_Source document_

________

It is this last aspect of it all that is most appalling. Of course, a girl of fifteen might well find an older man attractive and, though not particularly savoury to me as an idea, might enter a relationship with him. But a relationship is different.  There are lots of girls who are pretty adult by 14 or 15 and it doesn’t take much to imagine that some of them might offer themselves completely willingly to a DJ, pop star or football player. The trouble is that they will likely be romanticising the objects of their desire, imagining intimacy, affection and some kind of relationship. It is unlikely that they expect sexual assault, contempt and humiliation.

 

The tabloids are, of course, leaping all over the Jimmy Savile story, lasciviously detailing the reported allegations of assault, drooling over the minutiae of the alleged attacks and feigning moral outrage at the culture of sexual abuse that seems to have pervaded the whole country at that time (and, let’s face it, this time too – look at Rochdale).

 

What is so depressing is that when people can, they do. Or, rather, when men can, they do. Having sex with and discarding a string of entirely interchangeable, and so dehumanised, young girls seems to be a horrifically common male fantasy.  Humiliating a female who is not their equal gives insecure men kicks.  For, of course, it is all about power and hatred.

________

_Supplied information_
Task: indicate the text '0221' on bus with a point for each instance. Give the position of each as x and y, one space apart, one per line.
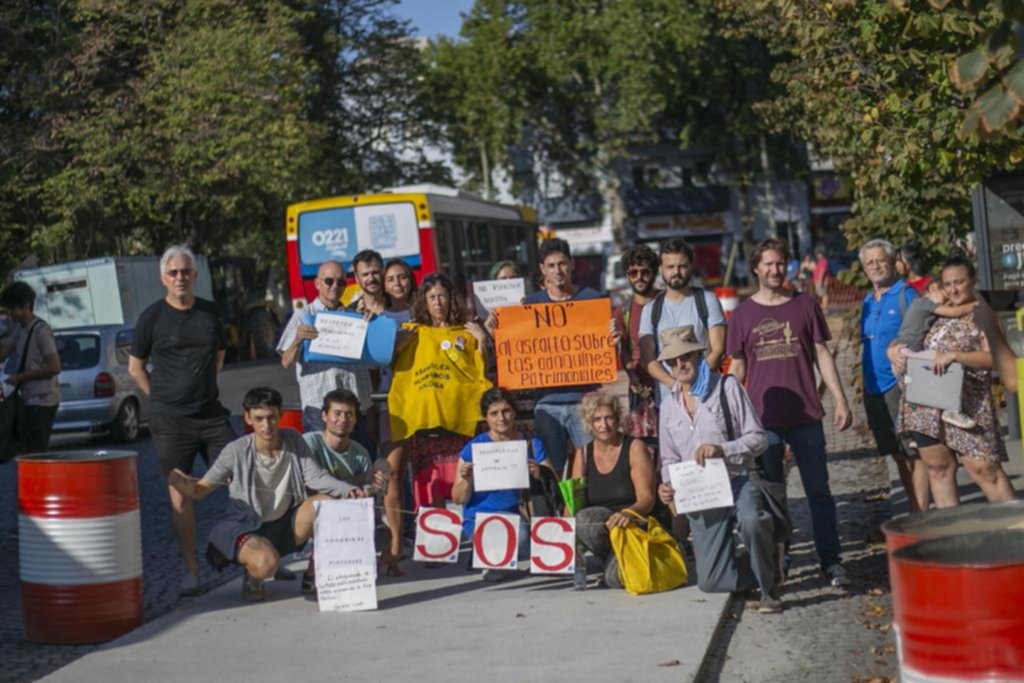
432 228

________

_Exercise requirements_
**1)** In the opinion piece, which place does the writer name as evidence that the culture of sexual abuse persists today?
**2)** Return the portion of the opinion piece starting at "The tabloids are, of" and ending at "power and hatred.", copied word for word.

_Task-by-task outputs_
**1)** Rochdale

**2)**
The tabloids are, of course, leaping all over the Jimmy Savile story, lasciviously detailing the reported allegations of assault, drooling over the minutiae of the alleged attacks and feigning moral outrage at the culture of sexual abuse that seems to have pervaded the whole country at that time (and, let’s face it, this time too – look at Rochdale).

 

What is so depressing is that when people can, they do. Or, rather, when men can, they do. Having sex with and discarding a string of entirely interchangeable, and so dehumanised, young girls seems to be a horrifically common male fantasy.  Humiliating a female who is not their equal gives insecure men kicks.  For, of course, it is all about power and hatred.